[BEGIN]
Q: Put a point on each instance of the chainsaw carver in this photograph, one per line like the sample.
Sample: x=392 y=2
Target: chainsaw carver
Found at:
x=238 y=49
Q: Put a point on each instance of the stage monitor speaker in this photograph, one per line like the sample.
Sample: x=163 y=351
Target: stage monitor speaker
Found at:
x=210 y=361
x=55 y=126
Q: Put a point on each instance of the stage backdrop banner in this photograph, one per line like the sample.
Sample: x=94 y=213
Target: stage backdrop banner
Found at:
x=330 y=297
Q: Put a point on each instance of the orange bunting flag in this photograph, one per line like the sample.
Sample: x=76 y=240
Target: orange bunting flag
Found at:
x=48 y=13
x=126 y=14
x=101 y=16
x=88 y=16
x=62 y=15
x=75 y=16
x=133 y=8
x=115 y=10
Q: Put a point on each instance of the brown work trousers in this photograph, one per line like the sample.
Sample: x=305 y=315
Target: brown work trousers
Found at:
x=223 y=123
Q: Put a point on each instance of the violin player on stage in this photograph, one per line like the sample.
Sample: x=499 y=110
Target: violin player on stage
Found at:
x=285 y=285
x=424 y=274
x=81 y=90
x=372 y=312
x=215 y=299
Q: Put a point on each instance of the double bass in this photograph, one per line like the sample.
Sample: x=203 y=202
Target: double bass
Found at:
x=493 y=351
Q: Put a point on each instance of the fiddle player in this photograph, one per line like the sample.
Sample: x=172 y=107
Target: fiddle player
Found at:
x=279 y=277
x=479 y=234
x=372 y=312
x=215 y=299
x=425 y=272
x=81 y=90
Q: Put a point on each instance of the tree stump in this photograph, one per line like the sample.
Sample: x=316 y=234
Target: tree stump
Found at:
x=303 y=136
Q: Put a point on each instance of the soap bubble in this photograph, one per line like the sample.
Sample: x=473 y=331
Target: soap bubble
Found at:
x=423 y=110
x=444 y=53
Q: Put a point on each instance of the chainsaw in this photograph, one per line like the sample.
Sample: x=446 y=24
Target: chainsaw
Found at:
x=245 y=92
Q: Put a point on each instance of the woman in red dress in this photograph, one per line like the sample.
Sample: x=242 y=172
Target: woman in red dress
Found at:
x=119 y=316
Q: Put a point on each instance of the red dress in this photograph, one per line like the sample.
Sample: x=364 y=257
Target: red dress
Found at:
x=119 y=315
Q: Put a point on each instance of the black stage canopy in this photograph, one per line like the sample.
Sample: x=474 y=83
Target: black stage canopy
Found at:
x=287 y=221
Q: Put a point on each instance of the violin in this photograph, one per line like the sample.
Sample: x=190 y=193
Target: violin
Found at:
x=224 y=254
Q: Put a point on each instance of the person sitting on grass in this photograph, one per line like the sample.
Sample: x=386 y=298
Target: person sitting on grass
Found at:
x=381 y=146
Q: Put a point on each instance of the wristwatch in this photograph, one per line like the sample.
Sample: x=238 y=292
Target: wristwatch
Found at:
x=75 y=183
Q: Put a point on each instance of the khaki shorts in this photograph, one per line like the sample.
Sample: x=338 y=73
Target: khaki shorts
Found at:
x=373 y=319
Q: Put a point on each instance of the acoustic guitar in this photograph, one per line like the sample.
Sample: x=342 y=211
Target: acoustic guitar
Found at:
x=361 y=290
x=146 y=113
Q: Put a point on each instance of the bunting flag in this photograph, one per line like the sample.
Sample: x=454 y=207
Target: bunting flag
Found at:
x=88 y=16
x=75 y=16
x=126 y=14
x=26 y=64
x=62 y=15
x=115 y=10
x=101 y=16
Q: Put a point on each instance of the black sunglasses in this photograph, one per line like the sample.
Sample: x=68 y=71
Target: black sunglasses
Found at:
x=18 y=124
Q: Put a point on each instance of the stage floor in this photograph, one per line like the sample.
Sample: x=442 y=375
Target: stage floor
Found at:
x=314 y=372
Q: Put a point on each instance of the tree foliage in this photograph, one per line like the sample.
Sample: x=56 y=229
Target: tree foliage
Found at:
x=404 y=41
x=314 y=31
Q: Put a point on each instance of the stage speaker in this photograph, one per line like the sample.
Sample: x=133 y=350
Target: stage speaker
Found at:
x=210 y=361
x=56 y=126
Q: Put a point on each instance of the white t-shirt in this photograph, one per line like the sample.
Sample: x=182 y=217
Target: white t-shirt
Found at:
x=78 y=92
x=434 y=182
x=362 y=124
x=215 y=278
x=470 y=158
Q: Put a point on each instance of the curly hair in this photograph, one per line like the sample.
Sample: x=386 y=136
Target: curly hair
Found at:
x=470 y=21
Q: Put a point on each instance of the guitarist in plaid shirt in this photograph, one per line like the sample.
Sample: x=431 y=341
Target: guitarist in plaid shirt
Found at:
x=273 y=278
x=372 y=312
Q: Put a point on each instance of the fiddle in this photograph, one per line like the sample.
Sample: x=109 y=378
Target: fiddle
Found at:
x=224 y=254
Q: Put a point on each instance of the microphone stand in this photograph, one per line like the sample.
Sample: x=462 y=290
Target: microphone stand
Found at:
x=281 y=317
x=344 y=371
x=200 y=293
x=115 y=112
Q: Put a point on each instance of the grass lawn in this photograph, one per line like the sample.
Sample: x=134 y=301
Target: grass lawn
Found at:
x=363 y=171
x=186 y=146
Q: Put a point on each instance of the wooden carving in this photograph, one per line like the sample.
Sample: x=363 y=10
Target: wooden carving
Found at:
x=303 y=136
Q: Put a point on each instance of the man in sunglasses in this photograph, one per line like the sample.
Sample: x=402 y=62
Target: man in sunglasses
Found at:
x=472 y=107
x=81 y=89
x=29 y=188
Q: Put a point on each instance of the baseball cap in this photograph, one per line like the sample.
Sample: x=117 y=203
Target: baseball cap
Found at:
[END]
_GIVEN REQUEST:_
All of the records must be retyped exactly as they are.

_PROBLEM SOLUTION:_
Q: Put a point on each instance of the chainsaw carver in this photograph, one per line like the sample.
Sample: x=392 y=2
Target: chainsaw carver
Found at:
x=238 y=49
Q: Put a point on each instance of the stage monitor speaker in this photograph, one per line like the sample.
Sample: x=163 y=351
Target: stage monitor speaker
Found at:
x=210 y=361
x=55 y=126
Q: Put a point on each instance of the stage backdrop banner in this photograph, one per line like the sample.
Sample: x=94 y=213
Target: stage backdrop banner
Found at:
x=330 y=297
Q: Put a point on each instance of the orange bunting flag in this photograph, one per line like the sample.
Sample: x=76 y=240
Target: orange bunting flag
Found at:
x=48 y=13
x=126 y=14
x=101 y=16
x=88 y=16
x=62 y=15
x=75 y=16
x=133 y=8
x=115 y=10
Q: Put a point on each instance of the brown work trousers in this photograph, one per line like the sample.
Sample: x=305 y=315
Target: brown work trousers
Found at:
x=223 y=123
Q: Put a point on each instance of the violin player on stage in this photograph, one per line like the sample.
Sample: x=499 y=110
Target: violin player on stage
Found at:
x=285 y=285
x=424 y=274
x=81 y=90
x=372 y=312
x=215 y=299
Q: Put a point on each instance of the double bass in this photograph, one per line like the sample.
Sample: x=203 y=202
Target: double bass
Found at:
x=493 y=351
Q: Put a point on each instance of the fiddle player in this photograph, one per line like the sample.
Sample: x=172 y=107
Target: fiddle player
Found at:
x=279 y=277
x=479 y=234
x=372 y=312
x=215 y=299
x=425 y=272
x=81 y=90
Q: Put a point on each instance of the tree stump in this photograph, one per line like the sample.
Sample: x=316 y=234
Target: tree stump
Found at:
x=303 y=136
Q: Put a point on each instance of the soap bubble in this photograph, one per line like the sample.
Sample: x=473 y=331
Target: soap bubble
Found at:
x=423 y=110
x=444 y=53
Q: Put a point on each instance of the chainsaw in this photograph, one per line like the sample.
Sample: x=446 y=24
Target: chainsaw
Found at:
x=245 y=92
Q: Put a point on each instance of the woman in red dress in this photograph, one per line like the sample.
Sample: x=242 y=172
Target: woman in red dress
Found at:
x=119 y=316
Q: Put a point on each instance of the red dress in this photograph, one per line like the sample.
Sample: x=364 y=257
Target: red dress
Found at:
x=119 y=315
Q: Put a point on each instance of the black stage canopy in this photograph, one per line like the sample.
Sample: x=474 y=83
Target: black stage canopy
Found at:
x=287 y=221
Q: Put a point on each instance of the violin in this photograph, one per line like the sample.
Sample: x=190 y=193
Target: violin
Found at:
x=224 y=254
Q: Put a point on each instance of the person sitting on grass in this photograph, one per line like the sample.
Sample: x=386 y=298
Target: person sitting on grass
Found at:
x=381 y=146
Q: Put a point on each instance of the wristwatch in this photograph, one per line like the sample.
Sample: x=238 y=292
Target: wristwatch
Found at:
x=75 y=183
Q: Put a point on each instance of the khaki shorts in this photograph, one per line like the sample.
Sample: x=338 y=73
Target: khaki shorts
Found at:
x=373 y=319
Q: Put a point on each instance of the acoustic guitar in this photograph, one per line like the sample.
Sample: x=342 y=211
Target: acoustic guitar
Found at:
x=361 y=290
x=146 y=113
Q: Put a point on each instance of the bunting flag in this photograph, one per line like the sample.
Sample: x=454 y=207
Target: bunting flag
Found at:
x=88 y=16
x=75 y=16
x=126 y=14
x=26 y=64
x=62 y=15
x=115 y=10
x=101 y=16
Q: Put a point on each instance of the black sunglasses in this photograph, one per line like the sample.
Sample: x=68 y=71
Target: black sunglasses
Found at:
x=18 y=124
Q: Put a point on each instance of the stage floor in this photograph, one per line like the sample.
Sample: x=442 y=375
Target: stage floor
Found at:
x=314 y=372
Q: Put a point on each instance of the tree foliage in this photograph, one per line like the sample.
Sample: x=56 y=229
Target: tree foliage
Found at:
x=404 y=41
x=314 y=31
Q: Put a point on each instance of the stage speaker in this photograph, one per line like the sample.
Sample: x=133 y=350
Target: stage speaker
Found at:
x=210 y=361
x=56 y=126
Q: Put a point on each instance of the white t-shirt in this photograph, one per line like the sample.
Sample: x=182 y=217
Target: white t-shirt
Found at:
x=78 y=92
x=434 y=182
x=362 y=124
x=215 y=278
x=470 y=158
Q: Put a point on each instance of the curly hair in this photograph, one per line like the sample.
Sample: x=386 y=136
Target: curly hair
Found at:
x=470 y=21
Q: Put a point on each instance of the guitarist in plaid shirt in this photograph, one per line like the sample.
Sample: x=431 y=341
Target: guitarist in plaid shirt
Found at:
x=273 y=278
x=372 y=312
Q: Put a point on each instance of the fiddle in this photograph, one per line like the sample.
Sample: x=109 y=378
Target: fiddle
Found at:
x=224 y=254
Q: Put a point on each instance of the microphone stand in this photograph, one per line like the sample.
Sample: x=462 y=290
Target: microphone stand
Found at:
x=281 y=317
x=344 y=371
x=200 y=293
x=115 y=112
Q: Put a point on each instance of the grass lawn in this photograph, one per line like the sample.
Sample: x=134 y=301
Target: grass lawn
Found at:
x=363 y=171
x=186 y=146
Q: Put a point on each instance of the wooden carving in this photograph, one per line like the sample.
Sample: x=363 y=10
Target: wooden carving
Found at:
x=303 y=136
Q: Put a point on each instance of the man in sunglasses in this photograph, one per line like the sample.
Sample: x=402 y=62
Target: man in sunglasses
Found at:
x=472 y=107
x=81 y=89
x=29 y=188
Q: Put a point on each instance of the baseball cap in this photograph, one per line like the sample.
Sample: x=117 y=203
Target: baseball cap
Found at:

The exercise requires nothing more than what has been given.